_PROBLEM TO SOLVE_:
This exercise calls for every record to be set down exactly.
******
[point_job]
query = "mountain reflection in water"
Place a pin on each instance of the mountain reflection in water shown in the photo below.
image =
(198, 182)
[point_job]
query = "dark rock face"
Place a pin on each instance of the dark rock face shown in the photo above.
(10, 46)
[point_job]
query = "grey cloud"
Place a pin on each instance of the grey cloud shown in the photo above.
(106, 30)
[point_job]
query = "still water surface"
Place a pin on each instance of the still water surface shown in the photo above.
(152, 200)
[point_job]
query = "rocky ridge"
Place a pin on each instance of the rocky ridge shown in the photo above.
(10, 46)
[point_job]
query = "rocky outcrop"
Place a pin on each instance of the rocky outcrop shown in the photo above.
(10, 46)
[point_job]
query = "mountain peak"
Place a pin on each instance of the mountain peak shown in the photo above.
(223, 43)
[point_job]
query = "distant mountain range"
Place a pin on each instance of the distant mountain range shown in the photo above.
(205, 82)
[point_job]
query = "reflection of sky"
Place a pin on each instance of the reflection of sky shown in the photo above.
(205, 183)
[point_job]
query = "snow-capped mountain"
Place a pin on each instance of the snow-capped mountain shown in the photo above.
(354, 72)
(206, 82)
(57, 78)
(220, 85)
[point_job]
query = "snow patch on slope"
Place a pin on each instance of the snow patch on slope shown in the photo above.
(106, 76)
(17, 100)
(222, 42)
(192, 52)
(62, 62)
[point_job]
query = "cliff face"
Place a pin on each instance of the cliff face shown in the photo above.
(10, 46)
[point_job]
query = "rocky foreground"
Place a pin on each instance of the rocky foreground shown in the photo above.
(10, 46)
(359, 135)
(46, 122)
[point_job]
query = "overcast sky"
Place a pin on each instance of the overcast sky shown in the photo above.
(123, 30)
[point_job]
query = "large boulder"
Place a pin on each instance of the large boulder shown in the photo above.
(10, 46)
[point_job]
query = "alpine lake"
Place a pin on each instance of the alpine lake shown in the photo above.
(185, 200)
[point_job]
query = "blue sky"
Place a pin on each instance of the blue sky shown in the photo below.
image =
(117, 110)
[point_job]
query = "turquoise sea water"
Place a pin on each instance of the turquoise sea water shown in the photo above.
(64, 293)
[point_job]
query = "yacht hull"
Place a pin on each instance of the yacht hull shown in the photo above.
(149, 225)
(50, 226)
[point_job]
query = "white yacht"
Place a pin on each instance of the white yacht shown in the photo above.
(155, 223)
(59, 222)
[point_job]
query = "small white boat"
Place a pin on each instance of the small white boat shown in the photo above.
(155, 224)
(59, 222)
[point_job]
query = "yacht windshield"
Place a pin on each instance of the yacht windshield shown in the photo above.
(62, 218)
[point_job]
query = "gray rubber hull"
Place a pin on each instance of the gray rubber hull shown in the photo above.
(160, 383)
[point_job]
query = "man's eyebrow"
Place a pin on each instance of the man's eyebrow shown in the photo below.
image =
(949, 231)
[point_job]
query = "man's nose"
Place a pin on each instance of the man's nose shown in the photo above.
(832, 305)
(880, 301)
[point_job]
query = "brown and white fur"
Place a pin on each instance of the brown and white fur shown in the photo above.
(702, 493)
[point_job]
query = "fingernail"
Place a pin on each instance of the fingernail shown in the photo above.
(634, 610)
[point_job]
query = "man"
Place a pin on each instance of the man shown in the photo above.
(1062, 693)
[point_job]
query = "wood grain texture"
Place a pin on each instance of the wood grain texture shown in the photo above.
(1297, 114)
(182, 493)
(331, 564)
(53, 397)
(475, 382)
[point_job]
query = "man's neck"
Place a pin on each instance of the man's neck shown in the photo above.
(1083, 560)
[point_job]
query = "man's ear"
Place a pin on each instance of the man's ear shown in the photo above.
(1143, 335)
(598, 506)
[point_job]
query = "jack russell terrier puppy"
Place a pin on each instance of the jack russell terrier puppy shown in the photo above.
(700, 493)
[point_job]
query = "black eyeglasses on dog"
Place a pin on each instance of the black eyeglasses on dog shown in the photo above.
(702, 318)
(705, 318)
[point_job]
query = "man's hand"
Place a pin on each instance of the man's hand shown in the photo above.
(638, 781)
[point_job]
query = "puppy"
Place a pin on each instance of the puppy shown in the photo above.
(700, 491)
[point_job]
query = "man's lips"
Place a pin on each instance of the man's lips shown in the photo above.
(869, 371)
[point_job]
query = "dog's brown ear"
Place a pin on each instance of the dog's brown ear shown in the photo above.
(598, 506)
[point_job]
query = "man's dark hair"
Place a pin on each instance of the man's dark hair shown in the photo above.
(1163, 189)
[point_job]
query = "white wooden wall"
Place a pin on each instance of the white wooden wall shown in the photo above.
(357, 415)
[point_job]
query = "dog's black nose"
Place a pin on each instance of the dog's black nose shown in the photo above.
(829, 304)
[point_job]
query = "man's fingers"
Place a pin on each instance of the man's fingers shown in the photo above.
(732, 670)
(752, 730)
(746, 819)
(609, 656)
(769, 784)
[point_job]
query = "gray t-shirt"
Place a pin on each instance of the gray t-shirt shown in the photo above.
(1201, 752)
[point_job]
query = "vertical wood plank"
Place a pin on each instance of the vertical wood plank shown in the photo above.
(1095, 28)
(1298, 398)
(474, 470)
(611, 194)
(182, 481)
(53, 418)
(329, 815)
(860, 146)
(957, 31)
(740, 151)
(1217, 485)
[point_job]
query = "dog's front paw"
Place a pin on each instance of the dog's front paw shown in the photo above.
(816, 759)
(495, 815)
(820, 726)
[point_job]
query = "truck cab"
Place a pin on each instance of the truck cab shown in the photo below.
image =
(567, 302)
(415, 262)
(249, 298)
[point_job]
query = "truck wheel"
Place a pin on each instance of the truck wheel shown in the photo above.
******
_COMPLETED EXERCISE_:
[point_job]
query = "mountain reflection in water"
Place a pin on each instance of the mountain reflection in water shown in the photo below.
image =
(198, 182)
[point_job]
query = "dark rock face"
Place a pin on each instance of the dark rock face shown in the photo above.
(10, 46)
[point_job]
query = "grey cloud"
Place a pin on each instance of the grey cloud shown in the photo above.
(106, 30)
[point_job]
query = "still water surface"
Place a pin on each instance of the still water surface shown in the photo above.
(152, 200)
[point_job]
query = "rocky ridge"
Place a pin on each instance of the rocky ridge shown in the photo above.
(10, 46)
[point_job]
query = "rocky outcrop"
Place a pin on each instance of the rocky outcrop shown in the photo above.
(10, 46)
[point_job]
query = "mountain peak"
Place a pin on each instance of the mountain peak shown in the photo above.
(223, 43)
[point_job]
query = "distant mountain range"
Place a pin on each instance of the distant mountain range shown in the photo above.
(205, 82)
[point_job]
query = "reflection of sky"
Place a pin on each instance of the reflection of sky shown in the photo above.
(205, 183)
[point_job]
query = "snow-capped mountain"
Place a pin on each instance of the snow-capped mountain shown in the photo above.
(354, 72)
(206, 82)
(57, 78)
(220, 85)
[point_job]
query = "snow patch on slope"
Place a pin on each instance of the snow patch on slope shown in the photo above.
(106, 76)
(17, 100)
(222, 42)
(192, 52)
(62, 62)
[point_job]
query = "cliff face"
Place a pin on each instance of the cliff face shown in the photo above.
(10, 46)
[point_job]
query = "rocky foreground"
Place a pin on each instance of the rocky foreground shown in the photo above.
(10, 46)
(359, 135)
(46, 122)
[point_job]
query = "overcast sky"
Place a pin on each instance of the overcast sky shown in the photo above.
(123, 30)
[point_job]
query = "large boulder"
Place a pin on each instance of the large boulder shown in the photo above.
(10, 46)
[point_job]
query = "alpine lake"
Place a pin on each instance of the alpine lake shown in the photo above.
(185, 200)
[point_job]
query = "blue sky"
Place a pin on each instance of the blue sky shown in the photo below.
image =
(117, 110)
[point_job]
query = "turquoise sea water"
Place a pin on each instance of the turquoise sea water shown in the photo above.
(64, 293)
[point_job]
query = "yacht hull"
Place a pin on each instance of the yacht hull shown in the photo above.
(149, 225)
(50, 226)
[point_job]
query = "white yacht"
Place a pin on each instance of the white yacht shown in the photo above.
(155, 223)
(59, 222)
[point_job]
query = "small white boat"
Place a pin on each instance of the small white boat shown in the photo above.
(155, 224)
(59, 222)
[point_job]
query = "yacht windshield"
Place a pin on each instance of the yacht windshield shown in the photo above.
(62, 218)
[point_job]
query = "gray rubber hull"
Place a pin on each instance of the gray rubber hull shown in the photo above.
(160, 383)
[point_job]
query = "man's eyebrow"
Place a pin on each instance of the man's eyebrow shown in the photo below.
image =
(949, 231)
[point_job]
query = "man's nose"
Place a pin on each instance of the man's nose shown in the photo above.
(832, 305)
(880, 301)
[point_job]
query = "brown and white fur"
Place a pin on each instance of the brown and white fur shown in the photo above.
(702, 493)
[point_job]
query = "fingernail"
Place a pin on each instance of the fingernail shown in the photo above.
(634, 610)
[point_job]
query = "man"
Place a pin on each instance of the man shown in the photo above.
(1062, 693)
[point_job]
query = "wood grain texture"
Place a pin on each instance of the wood grain texture shown in the photo above.
(1297, 114)
(182, 493)
(331, 564)
(53, 397)
(475, 382)
[point_job]
query = "man's neck"
Place a pin on each instance of the man's neck shown in the photo above.
(1083, 560)
[point_job]
query = "man's ear"
Place a pin on each instance of the man's ear shown in the photo above.
(1143, 335)
(598, 506)
[point_job]
query = "jack russell terrier puppy"
Place a pin on each instance of the jack russell terrier puppy shown in the photo above.
(700, 493)
[point_job]
query = "black eyeglasses on dog"
Place a pin on each instance of the black eyeglasses on dog shown in the photo above.
(702, 318)
(705, 318)
[point_job]
query = "man's hand"
Place a pin on each instance of the man's hand shown in the photo above.
(638, 781)
[point_job]
query = "puppy"
Place a pin on each instance of the puppy shown in the photo above.
(700, 491)
[point_job]
query = "man's lips"
Place a pin on each instance of the man's lips shown in the photo above.
(869, 371)
[point_job]
query = "dog's brown ear"
Place a pin on each instance of the dog's brown ear shown in the photo above.
(598, 506)
[point_job]
query = "man's dark hair"
Place a pin on each instance of the man's dark hair shown in the photo above.
(1163, 189)
[point_job]
query = "white wooden wall"
Place a pin on each instance of the white wooden wall shown in the photo above.
(357, 415)
[point_job]
query = "dog's black nose"
Place a pin on each instance of the dog's black nose shown in the photo above.
(829, 304)
[point_job]
query = "man's fingers"
Place a pin on each instance of the man's fingers shown in the photo above.
(732, 670)
(752, 730)
(746, 819)
(609, 656)
(769, 784)
[point_job]
query = "gray t-shirt"
Place a pin on each instance of the gray t-shirt shown in the photo above.
(1201, 752)
[point_job]
query = "vertical wood plank"
Place a pin on each instance of the vertical wood plank shown in the photo above.
(1095, 28)
(1298, 398)
(474, 470)
(611, 194)
(182, 481)
(53, 418)
(329, 815)
(860, 146)
(957, 31)
(740, 151)
(1217, 485)
[point_job]
query = "dog's front paw"
Place a pin on each instance of the dog's front paw shown in the photo above.
(816, 759)
(495, 815)
(820, 726)
[point_job]
query = "truck cab"
Place a pin on each instance of the truck cab shown in the photo below.
image =
(567, 302)
(415, 262)
(249, 298)
[point_job]
query = "truck wheel"
Place a pin on each instance of the truck wheel shown in the photo above.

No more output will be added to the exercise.